**DEINE AUFGABE**
Wie viele Liter passen laut dem ausgewählten Abschnitt in die kupferne Brennblase?

**AUSGEWÄHLTER ABSCHNITT**
============
Die wertvollste Zutat lagert in einem unspektakulären Transportbehälter. 6.000 Liter Maische hält er unter Verschluss. Die Zusammensetzung des vergorenen Gemischs ist streng geheim. Lediglich Destillateurmeister Siegbert Hennig und zwei Vertrauensmänner der Schwerter Brauerei zählen zum Kreis der Wissenden. Die Brauerei liefert die spezielle Flüssigkeit. Auch für die kommenden Jahre ist die Zusammenarbeit gerade besiegelt, erzählt Hennig erfreut.

Beherzt schiebt der Mann in der blauen Latzhose einen dicken geriffelten Schlauch in das braune Gemisch. Es wird in den Bauch der kupfernen Brennblase gepumpt. 360 Liter fasst diese. Um am Ende ein 400-Liter-Fass für einen Jahrgang voll zu bekommen, muss er rund 20 Mal brennen.
============
**GEZEIGTE ZEILEN**
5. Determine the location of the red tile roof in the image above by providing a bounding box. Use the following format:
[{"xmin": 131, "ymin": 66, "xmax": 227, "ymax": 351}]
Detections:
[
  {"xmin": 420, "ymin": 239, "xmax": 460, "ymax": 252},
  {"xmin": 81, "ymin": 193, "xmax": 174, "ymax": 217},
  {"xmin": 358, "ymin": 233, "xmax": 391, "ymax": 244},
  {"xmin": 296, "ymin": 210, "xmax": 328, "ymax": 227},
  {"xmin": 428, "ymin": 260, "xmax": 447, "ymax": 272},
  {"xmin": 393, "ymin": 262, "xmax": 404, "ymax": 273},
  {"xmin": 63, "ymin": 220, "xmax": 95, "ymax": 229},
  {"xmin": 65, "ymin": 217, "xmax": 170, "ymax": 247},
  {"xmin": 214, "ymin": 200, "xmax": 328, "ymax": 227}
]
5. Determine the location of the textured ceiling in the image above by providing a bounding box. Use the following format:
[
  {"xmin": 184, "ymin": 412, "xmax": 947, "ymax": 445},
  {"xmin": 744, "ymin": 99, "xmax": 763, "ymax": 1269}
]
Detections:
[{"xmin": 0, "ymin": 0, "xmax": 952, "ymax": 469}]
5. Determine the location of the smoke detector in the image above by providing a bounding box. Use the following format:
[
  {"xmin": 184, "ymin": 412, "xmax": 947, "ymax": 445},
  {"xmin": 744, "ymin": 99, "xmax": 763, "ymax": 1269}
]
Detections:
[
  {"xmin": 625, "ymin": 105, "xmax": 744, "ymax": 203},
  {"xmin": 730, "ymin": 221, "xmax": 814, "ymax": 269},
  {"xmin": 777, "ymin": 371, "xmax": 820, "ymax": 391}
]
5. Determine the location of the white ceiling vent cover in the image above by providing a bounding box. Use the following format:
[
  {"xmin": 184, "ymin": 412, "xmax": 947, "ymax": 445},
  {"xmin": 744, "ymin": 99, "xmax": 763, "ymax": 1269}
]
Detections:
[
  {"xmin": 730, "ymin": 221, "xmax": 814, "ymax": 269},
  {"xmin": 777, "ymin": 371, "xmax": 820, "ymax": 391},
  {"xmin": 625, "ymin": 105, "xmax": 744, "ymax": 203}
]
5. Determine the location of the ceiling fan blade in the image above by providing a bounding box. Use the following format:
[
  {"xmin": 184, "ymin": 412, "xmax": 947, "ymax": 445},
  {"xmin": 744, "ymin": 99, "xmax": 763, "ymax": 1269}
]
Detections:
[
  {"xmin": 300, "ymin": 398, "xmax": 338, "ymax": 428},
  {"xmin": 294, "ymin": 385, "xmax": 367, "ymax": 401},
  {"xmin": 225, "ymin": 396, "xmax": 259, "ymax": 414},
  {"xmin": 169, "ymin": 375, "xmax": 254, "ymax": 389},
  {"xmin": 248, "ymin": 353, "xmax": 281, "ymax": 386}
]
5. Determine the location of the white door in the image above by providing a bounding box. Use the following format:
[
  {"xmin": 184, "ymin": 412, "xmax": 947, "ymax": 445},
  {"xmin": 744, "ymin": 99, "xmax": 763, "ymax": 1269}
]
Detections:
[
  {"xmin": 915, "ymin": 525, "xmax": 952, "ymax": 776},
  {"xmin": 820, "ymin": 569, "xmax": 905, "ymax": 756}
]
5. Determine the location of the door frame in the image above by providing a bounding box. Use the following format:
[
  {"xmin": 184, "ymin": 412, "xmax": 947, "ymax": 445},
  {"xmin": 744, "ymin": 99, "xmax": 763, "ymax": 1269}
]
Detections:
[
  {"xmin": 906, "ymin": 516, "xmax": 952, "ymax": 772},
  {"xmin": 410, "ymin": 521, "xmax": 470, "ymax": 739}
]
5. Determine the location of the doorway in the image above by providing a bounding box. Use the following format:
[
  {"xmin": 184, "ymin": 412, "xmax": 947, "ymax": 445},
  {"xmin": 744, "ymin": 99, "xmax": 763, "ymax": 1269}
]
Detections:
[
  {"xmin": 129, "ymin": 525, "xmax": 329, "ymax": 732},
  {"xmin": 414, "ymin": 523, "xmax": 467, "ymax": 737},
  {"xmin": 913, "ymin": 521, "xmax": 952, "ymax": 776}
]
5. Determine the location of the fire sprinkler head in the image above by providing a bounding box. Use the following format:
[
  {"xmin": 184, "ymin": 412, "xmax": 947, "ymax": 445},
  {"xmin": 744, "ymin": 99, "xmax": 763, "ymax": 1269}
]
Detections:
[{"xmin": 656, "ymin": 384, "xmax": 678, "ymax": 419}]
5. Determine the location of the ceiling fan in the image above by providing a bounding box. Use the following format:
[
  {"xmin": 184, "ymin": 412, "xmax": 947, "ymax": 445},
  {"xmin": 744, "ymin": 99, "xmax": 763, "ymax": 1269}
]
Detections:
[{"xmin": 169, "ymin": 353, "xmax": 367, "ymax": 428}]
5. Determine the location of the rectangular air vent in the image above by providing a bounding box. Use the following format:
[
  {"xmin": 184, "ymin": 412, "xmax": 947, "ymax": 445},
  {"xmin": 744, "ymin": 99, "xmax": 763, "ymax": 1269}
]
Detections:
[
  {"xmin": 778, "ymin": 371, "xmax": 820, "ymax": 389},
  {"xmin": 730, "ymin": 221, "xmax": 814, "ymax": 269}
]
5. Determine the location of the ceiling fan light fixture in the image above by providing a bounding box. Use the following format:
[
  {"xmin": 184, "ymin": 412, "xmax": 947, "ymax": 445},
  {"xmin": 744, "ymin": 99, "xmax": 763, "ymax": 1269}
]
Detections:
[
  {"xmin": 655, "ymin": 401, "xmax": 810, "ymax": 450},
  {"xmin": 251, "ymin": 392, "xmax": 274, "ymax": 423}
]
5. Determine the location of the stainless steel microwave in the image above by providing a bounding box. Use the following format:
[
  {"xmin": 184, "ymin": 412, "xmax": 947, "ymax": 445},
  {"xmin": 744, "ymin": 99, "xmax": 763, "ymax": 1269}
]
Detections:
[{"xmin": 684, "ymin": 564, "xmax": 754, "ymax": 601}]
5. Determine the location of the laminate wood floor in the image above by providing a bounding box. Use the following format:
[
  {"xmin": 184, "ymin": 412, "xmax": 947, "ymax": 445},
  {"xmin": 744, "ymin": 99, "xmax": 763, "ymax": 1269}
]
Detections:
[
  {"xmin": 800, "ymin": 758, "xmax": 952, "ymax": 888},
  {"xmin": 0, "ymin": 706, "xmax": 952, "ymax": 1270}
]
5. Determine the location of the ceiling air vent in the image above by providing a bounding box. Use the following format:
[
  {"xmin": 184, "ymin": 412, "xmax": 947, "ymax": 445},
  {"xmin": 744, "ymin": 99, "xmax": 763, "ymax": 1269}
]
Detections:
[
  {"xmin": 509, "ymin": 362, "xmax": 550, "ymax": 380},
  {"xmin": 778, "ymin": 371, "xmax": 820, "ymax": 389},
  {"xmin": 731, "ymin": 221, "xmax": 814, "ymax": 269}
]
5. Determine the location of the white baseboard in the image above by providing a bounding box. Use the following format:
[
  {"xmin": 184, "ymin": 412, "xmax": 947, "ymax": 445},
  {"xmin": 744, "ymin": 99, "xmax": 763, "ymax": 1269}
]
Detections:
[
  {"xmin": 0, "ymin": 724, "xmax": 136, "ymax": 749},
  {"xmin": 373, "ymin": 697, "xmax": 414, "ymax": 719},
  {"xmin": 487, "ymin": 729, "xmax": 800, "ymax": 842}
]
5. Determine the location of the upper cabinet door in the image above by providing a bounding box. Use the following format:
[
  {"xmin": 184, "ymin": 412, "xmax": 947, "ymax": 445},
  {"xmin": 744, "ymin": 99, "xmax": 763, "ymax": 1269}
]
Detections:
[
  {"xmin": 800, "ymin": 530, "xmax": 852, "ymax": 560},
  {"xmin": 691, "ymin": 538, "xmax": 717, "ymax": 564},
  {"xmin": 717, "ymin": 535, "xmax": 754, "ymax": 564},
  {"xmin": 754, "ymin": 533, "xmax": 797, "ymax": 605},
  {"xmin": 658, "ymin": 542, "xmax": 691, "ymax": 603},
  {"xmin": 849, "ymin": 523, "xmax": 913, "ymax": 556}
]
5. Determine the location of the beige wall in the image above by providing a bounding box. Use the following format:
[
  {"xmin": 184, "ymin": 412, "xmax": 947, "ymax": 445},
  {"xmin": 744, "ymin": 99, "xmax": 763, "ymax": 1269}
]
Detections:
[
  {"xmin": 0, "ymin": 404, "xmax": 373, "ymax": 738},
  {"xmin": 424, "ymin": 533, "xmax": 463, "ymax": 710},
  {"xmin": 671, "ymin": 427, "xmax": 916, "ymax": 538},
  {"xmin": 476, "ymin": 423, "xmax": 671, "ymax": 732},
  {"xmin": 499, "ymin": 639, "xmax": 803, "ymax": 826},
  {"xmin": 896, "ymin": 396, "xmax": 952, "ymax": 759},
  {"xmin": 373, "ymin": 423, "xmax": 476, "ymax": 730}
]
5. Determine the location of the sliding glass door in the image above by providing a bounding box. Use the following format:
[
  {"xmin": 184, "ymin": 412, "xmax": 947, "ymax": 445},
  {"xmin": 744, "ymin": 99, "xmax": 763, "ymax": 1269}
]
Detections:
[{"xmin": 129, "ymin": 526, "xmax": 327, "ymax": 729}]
============
**DEINE LÖSUNG**
360 Liter.